▶ _DIRECTIONS_
Locate every line in the items below that contains the word "chain" and copy each of those lines.

▶ _DATA RECORDS_
§ §

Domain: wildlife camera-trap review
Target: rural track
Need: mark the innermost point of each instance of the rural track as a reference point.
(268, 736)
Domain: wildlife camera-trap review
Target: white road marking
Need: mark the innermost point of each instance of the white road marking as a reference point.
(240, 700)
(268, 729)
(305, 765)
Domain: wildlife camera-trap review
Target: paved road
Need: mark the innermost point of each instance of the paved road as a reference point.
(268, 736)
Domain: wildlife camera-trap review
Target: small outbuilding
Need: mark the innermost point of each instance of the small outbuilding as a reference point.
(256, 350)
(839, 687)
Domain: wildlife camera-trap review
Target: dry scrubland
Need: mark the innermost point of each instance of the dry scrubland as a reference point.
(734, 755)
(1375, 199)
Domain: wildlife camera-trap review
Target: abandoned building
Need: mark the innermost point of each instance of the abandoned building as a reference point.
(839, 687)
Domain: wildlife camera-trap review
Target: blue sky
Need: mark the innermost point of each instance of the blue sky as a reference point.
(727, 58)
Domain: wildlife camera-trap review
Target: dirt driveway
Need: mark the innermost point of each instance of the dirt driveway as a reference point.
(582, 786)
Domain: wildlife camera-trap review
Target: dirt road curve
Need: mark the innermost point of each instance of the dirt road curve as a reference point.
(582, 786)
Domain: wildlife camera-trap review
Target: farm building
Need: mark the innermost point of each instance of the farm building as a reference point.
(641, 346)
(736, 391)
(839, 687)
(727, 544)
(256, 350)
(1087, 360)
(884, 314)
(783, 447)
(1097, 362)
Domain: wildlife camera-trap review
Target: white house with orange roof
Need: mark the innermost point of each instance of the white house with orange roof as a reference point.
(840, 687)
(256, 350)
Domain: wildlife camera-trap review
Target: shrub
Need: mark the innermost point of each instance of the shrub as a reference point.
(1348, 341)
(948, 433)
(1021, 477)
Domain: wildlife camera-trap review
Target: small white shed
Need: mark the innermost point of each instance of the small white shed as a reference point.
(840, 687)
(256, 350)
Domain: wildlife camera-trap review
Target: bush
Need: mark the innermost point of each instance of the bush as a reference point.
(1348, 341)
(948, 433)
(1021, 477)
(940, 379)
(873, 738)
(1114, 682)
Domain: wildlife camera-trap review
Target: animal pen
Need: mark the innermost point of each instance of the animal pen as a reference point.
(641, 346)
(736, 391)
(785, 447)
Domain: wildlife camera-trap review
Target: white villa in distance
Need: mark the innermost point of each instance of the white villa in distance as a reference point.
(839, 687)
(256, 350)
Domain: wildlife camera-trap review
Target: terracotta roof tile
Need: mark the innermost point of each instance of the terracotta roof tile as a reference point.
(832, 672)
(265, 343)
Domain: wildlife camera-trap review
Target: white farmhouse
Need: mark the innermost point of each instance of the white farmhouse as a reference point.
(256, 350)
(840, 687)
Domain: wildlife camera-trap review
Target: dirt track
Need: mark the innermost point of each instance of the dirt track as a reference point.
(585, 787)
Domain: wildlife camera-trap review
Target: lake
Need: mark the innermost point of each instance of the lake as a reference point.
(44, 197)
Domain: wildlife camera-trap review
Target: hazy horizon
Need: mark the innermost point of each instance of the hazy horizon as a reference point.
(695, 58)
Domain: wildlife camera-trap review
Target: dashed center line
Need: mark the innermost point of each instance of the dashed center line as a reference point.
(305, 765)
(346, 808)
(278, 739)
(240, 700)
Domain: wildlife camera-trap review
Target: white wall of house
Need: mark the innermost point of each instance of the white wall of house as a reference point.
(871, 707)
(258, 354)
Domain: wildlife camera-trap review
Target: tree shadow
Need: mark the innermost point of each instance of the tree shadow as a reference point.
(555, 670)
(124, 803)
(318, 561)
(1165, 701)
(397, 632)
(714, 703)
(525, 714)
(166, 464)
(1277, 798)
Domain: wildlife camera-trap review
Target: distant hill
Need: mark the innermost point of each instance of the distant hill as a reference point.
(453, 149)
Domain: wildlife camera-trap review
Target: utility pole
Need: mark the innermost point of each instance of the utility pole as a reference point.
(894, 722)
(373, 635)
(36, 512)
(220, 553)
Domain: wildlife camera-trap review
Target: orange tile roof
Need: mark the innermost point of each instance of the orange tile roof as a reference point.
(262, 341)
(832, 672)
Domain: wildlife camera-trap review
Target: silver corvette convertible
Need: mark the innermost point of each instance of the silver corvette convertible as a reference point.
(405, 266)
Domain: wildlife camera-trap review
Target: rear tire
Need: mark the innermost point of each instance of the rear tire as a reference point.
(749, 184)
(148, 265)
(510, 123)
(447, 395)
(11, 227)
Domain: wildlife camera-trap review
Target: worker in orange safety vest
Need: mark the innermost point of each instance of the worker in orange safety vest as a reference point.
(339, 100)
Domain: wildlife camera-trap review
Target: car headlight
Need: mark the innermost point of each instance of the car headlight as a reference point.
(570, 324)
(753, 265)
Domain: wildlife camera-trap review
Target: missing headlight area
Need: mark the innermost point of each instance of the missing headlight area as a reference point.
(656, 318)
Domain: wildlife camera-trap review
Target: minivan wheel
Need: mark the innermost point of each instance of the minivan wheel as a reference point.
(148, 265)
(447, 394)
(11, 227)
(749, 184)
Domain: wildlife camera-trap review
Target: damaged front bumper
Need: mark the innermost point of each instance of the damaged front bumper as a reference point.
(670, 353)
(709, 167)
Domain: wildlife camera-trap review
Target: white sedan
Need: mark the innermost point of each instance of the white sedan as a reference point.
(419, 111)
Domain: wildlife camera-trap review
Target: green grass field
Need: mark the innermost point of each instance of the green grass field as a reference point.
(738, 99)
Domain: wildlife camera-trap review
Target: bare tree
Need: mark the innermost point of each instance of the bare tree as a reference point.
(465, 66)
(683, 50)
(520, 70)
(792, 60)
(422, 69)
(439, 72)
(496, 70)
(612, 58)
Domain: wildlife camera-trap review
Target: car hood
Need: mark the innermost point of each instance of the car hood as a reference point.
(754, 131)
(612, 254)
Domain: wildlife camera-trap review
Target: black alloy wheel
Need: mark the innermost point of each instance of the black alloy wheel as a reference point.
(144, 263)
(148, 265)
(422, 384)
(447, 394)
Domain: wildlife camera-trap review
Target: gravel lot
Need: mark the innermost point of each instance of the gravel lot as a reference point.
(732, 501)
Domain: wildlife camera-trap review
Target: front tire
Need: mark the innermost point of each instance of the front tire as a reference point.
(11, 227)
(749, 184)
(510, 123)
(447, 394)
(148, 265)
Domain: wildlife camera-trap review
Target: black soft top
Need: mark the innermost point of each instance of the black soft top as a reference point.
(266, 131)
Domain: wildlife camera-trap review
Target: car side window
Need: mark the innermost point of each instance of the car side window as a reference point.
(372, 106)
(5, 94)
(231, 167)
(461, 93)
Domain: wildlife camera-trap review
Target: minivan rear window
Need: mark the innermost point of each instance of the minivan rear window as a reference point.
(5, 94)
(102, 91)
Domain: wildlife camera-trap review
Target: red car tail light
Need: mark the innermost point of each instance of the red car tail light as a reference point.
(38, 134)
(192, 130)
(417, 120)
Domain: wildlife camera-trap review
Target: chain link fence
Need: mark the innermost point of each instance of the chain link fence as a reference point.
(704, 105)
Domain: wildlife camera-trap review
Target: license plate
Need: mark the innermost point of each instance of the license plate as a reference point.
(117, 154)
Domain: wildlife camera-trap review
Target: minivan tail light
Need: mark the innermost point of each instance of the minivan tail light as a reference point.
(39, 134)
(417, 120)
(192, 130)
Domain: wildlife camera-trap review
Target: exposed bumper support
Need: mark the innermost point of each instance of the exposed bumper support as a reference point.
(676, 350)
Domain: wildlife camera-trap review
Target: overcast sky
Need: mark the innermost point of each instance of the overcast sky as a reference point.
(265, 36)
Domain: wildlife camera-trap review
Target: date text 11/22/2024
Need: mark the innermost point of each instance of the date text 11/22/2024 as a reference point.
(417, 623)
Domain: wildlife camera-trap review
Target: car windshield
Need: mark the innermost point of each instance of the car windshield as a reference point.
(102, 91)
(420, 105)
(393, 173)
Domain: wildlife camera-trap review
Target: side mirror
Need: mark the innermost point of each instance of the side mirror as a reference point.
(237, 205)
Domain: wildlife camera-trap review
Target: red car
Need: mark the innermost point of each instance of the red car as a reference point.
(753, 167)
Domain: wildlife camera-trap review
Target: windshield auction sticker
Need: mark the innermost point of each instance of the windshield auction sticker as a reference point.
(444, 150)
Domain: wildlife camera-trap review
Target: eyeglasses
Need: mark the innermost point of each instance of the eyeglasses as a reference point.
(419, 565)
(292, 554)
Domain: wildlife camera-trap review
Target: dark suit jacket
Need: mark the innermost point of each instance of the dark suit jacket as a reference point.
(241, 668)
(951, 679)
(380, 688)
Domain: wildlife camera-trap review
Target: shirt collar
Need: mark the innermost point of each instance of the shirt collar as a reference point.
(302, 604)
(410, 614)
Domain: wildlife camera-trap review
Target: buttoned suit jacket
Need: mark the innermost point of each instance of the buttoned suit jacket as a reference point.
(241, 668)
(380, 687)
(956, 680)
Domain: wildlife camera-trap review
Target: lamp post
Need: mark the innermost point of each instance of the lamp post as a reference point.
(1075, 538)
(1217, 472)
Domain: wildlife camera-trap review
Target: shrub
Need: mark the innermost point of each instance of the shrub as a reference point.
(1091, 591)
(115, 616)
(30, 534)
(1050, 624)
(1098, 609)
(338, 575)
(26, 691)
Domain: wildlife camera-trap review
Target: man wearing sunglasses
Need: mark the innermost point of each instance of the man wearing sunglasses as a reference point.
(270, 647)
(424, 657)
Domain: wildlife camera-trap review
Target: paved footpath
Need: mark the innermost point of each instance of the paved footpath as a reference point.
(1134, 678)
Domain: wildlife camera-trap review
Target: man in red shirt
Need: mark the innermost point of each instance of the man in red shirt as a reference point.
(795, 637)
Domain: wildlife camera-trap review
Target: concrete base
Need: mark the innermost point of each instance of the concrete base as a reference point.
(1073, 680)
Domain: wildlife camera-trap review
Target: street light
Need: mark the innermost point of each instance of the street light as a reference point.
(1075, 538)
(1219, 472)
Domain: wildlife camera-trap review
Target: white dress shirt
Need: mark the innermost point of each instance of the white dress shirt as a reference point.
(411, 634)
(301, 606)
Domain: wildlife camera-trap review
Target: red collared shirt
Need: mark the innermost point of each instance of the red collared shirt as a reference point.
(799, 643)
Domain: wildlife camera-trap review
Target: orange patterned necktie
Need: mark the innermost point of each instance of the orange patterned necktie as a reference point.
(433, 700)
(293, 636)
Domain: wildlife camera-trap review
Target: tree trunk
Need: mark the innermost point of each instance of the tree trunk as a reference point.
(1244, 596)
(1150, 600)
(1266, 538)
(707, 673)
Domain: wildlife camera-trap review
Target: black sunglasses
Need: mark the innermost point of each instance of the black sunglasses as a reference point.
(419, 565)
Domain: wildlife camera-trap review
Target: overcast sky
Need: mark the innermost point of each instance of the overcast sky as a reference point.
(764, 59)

§ §

▶ _EXERCISE ANSWER_
Target: chain link fence
Need: mark the innermost point of each instance of the chain link fence as a reference point.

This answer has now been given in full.